→ Excerpted records
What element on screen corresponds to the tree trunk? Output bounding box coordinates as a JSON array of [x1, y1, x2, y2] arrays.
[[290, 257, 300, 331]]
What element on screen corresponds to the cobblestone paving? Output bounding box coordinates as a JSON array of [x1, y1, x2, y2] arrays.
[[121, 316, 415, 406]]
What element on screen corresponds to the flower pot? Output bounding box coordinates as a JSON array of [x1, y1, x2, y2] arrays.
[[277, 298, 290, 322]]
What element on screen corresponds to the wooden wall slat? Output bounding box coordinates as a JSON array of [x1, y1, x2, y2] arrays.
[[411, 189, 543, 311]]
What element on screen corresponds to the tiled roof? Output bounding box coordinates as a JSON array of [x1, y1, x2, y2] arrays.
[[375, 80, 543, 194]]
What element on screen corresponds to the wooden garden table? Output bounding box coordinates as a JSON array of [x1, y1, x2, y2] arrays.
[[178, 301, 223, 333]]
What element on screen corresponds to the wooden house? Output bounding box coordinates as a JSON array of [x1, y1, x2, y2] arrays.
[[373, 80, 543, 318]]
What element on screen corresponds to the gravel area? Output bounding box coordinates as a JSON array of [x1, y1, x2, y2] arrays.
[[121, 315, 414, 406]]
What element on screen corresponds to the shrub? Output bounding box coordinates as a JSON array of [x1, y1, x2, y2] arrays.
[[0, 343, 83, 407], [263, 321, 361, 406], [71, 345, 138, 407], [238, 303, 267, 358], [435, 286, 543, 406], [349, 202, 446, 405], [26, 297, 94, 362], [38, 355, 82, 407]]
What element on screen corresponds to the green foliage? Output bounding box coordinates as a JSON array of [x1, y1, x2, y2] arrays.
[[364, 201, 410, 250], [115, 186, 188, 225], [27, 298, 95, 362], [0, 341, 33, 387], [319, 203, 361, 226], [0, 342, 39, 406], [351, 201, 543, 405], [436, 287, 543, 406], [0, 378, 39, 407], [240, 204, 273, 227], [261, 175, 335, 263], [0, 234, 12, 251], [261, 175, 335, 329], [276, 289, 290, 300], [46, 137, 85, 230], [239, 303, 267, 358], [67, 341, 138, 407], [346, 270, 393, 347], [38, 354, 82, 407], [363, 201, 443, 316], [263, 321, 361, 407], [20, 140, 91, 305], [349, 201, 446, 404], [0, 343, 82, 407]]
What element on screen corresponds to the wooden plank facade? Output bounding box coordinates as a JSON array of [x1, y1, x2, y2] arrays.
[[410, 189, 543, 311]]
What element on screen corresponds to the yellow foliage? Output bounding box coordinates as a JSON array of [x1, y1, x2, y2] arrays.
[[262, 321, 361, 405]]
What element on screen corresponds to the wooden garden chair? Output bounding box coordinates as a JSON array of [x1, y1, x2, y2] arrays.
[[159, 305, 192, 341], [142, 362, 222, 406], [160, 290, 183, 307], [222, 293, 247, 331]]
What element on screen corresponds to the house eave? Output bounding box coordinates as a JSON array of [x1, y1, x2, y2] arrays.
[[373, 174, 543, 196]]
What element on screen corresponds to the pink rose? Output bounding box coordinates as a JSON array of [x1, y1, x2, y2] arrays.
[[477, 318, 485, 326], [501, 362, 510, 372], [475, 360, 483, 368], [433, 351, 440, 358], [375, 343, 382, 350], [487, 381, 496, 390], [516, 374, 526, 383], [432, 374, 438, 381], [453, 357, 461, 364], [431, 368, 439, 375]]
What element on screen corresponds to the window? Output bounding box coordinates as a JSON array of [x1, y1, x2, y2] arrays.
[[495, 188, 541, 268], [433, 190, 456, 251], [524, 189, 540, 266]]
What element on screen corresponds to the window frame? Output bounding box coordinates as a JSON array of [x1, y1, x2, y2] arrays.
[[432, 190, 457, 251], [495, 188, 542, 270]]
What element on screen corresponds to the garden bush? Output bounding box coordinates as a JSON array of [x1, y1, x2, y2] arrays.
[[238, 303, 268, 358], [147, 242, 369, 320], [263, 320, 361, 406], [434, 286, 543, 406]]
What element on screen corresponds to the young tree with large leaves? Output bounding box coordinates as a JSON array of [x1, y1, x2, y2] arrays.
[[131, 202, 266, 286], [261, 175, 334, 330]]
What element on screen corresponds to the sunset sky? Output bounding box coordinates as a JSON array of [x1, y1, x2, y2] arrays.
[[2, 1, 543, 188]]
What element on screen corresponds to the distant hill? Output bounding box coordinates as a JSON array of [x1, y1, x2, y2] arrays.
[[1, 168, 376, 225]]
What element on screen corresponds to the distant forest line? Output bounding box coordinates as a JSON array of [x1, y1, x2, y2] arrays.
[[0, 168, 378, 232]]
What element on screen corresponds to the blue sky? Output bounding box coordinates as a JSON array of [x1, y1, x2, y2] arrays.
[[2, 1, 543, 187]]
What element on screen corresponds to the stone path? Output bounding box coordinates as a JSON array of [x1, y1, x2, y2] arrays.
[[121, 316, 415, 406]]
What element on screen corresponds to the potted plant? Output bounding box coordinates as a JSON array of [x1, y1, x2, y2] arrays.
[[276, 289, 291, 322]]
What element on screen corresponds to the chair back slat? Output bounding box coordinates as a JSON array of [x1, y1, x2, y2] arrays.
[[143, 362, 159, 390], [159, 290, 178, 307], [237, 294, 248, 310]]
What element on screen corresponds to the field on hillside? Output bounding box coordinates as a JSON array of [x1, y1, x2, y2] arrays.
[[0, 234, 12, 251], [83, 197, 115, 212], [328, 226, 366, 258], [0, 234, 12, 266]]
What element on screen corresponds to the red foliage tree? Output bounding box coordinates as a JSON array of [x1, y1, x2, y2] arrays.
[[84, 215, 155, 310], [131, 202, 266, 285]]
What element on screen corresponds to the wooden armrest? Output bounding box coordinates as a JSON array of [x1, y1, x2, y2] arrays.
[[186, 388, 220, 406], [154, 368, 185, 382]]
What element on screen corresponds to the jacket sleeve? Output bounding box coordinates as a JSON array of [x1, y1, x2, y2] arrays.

→ Brief
All of the entries above need to be retyped exactly.

→ Written reply
What element on screen corresponds to the tree trunk? Output bounding box coordinates as a JSON array of [x1, y1, x2, y2] arrays.
[[290, 257, 300, 331]]
What element on screen corresponds to the cobblestone paving? Output bounding box coordinates as a JSON array of [x1, y1, x2, y2] arrays.
[[121, 316, 415, 406]]
What element on screen corresponds to the flower pot? Output bounding box coordinates as a JSON array of [x1, y1, x2, y2] arrays.
[[277, 298, 290, 322]]
What element on screen corresponds to the wooden wall slat? Output bounding box coordinates as a JSON array of [x1, y1, x2, y2] arrays.
[[411, 189, 543, 311]]
What element on screen corresponds to the tiled roof? Output bounding box coordinates as a JSON array of [x1, y1, x2, y2] arrays.
[[375, 80, 543, 194]]
What element on screen corresponds to the wooden garden table? Output bounding box coordinates as a JSON array of [x1, y1, x2, y2] arrays.
[[178, 301, 223, 333]]
What element on screen corresponds to the wooden house? Output bounding box coordinates as a JSON array of [x1, y1, x2, y2] arrays.
[[373, 80, 543, 318]]
What element on screen corresponds to the gravel area? Output bounding box coordinates as a JSON array of [x1, y1, x2, y2] arrays.
[[121, 315, 414, 406]]
What element on screen corresponds to the shrub? Output bounding box coordinates as a JSON array of [x1, y1, x2, y2] arrays.
[[0, 343, 83, 407], [263, 321, 361, 406], [71, 345, 138, 407], [238, 303, 267, 358], [435, 286, 543, 406], [349, 202, 446, 405], [26, 297, 94, 362], [38, 355, 82, 407]]
What element on screen corresponds to the green foliage? Output bounding box coordinates as a JSON array of [x1, y1, x2, y2] arrays.
[[364, 201, 410, 250], [115, 186, 188, 225], [27, 298, 95, 362], [0, 341, 33, 387], [319, 203, 361, 226], [0, 342, 39, 406], [351, 201, 543, 405], [436, 287, 543, 406], [0, 378, 39, 407], [240, 204, 273, 227], [261, 175, 335, 263], [0, 234, 12, 251], [261, 175, 335, 329], [276, 289, 290, 300], [46, 137, 85, 230], [239, 303, 267, 358], [67, 341, 138, 407], [346, 270, 393, 347], [38, 354, 82, 407], [363, 201, 443, 316], [263, 321, 361, 407], [20, 140, 91, 305], [349, 201, 446, 404], [0, 343, 82, 407]]
What element on screen corresponds to the wooden plank facade? Output bounding box coordinates as a JSON array of [x1, y1, x2, y2] arrays.
[[410, 189, 543, 311]]
What element on screen corresponds to the yellow foliage? Output bounding box coordinates as a JSON array of [x1, y1, x2, y2] arrays.
[[262, 321, 361, 405]]
What element on screen corresponds to the wooden garden chair? Output bounding box coordinates as a JSON array of [x1, y1, x2, y2] arrays.
[[159, 305, 192, 341], [142, 362, 222, 406], [160, 290, 183, 307], [222, 293, 247, 331]]
What element on screen corresponds to the house eave? Output bounding box coordinates as a JSON array of [x1, y1, x2, y2] arrays.
[[373, 174, 543, 196]]
What element on screen corresponds to the pink rose? Output bounding box coordinates as a JSON array of [x1, y1, x2, y2] arrays.
[[477, 318, 485, 326], [501, 362, 510, 372], [475, 360, 483, 368], [433, 351, 440, 358], [375, 343, 382, 350], [487, 381, 496, 390], [516, 374, 526, 383], [432, 374, 438, 381], [453, 357, 461, 364], [431, 368, 439, 375]]
What element on screen corresponds to the window? Output bounding box coordinates as a JSON array of [x1, y1, x2, y2] arrays.
[[495, 188, 541, 268], [433, 190, 456, 251], [524, 189, 540, 266]]
What element on screen corresponds to the window frame? Output bounding box coordinates as a JSON array of [x1, y1, x2, y2] arrays.
[[432, 190, 457, 251], [495, 188, 542, 270]]
What element on screen corresponds to the garden bush? Output bounding box coordinates as a JSON array of [x1, y1, x2, y2] arrays.
[[238, 303, 268, 358], [147, 242, 369, 320], [263, 320, 361, 406], [434, 286, 543, 406]]
What element on screen corresponds to the young tree with large leaves? Output bounding box coordinates as a JSON array of [x1, y1, x2, y2] arrays.
[[131, 202, 266, 286], [261, 175, 334, 330]]
What element on screen corresponds to the sunset sky? Output bounding box coordinates as a JSON array of [x1, y1, x2, y2] arrays.
[[2, 1, 543, 188]]
What element on screen corresponds to the distant hill? Output bounding box coordinates as a JSON array of [x1, y1, x2, y2] arrays.
[[1, 168, 376, 225]]
What element on screen corresponds to the distant forest line? Output bounding box coordinates as a JSON array of [x1, y1, x2, y2] arrays.
[[0, 168, 378, 232]]
What element on screen corresponds to the blue sky? Output bounding box coordinates as a JSON array of [x1, y1, x2, y2] arrays.
[[2, 1, 543, 187]]
What element on screen corresponds to the stone path? Output bounding box coordinates as a JSON array of [x1, y1, x2, y2] arrays.
[[121, 316, 415, 406]]
What element on screen corresponds to the potted plant? Output bounding box coordinates as a JSON array of [x1, y1, x2, y2] arrays.
[[276, 289, 291, 322]]
What element on screen corresponds to the chair back slat? Output bounding box coordinates as a JSON array of [x1, y1, x2, y2] arrays.
[[143, 362, 159, 390], [159, 290, 178, 307], [237, 294, 248, 310]]
What element on screen corresponds to the field on hillside? Output bounding box coordinates as a JSON array of [x1, y1, x2, y2] arrays.
[[0, 234, 12, 251], [83, 197, 115, 212], [328, 226, 366, 258], [0, 234, 12, 266]]
What element on screen corresponds to the red foliage tree? Output bounding box coordinates as a JSON array of [x1, y1, x2, y2] arrays.
[[84, 215, 155, 310], [131, 202, 266, 285]]
What element on screen corresponds to the wooden armrest? Output bounding box coordinates as a JSON array of [x1, y1, x2, y2] arrays.
[[186, 388, 220, 406], [154, 368, 185, 382]]
What element on screen corresponds to the jacket sleeve? Output bounding box coordinates as a JSON array of [x1, y1, x2, y2] arrays.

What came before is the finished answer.